# [TASK PROMPT]
Update all of the material below by replacing "outline" with "contour" and leaving everything else as it is. Omit the pictures from your answer.

(Stored entries)

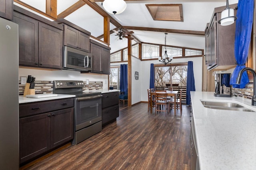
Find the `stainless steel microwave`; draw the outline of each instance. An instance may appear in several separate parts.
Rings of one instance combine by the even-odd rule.
[[[77,71],[92,70],[90,54],[69,47],[64,47],[63,69]]]

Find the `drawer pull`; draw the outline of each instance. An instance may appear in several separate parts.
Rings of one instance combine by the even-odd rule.
[[[32,110],[36,110],[37,109],[39,109],[40,108],[39,107],[36,107],[36,108],[32,108]]]

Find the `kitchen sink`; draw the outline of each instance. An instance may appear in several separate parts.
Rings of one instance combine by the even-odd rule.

# [SOLUTION FOR THIS PROBLEM]
Find the `stainless steel microwave`; draw the contour of each instance. An instance may appear in several separate parts.
Rings of one instance combine by the even-odd rule.
[[[77,71],[92,70],[90,54],[69,47],[64,47],[63,69]]]

Find the `drawer pull`; draw the contour of each instance. An instance may appear in several separate parts.
Rings of one instance combine by the even-odd rule.
[[[32,110],[36,110],[37,109],[39,109],[40,108],[39,107],[36,107],[36,108],[32,108]]]

Find the `kitchen sink`; draw the contour of each instance. An instance may appear in several separate parts.
Rings of one instance combine by the even-odd rule.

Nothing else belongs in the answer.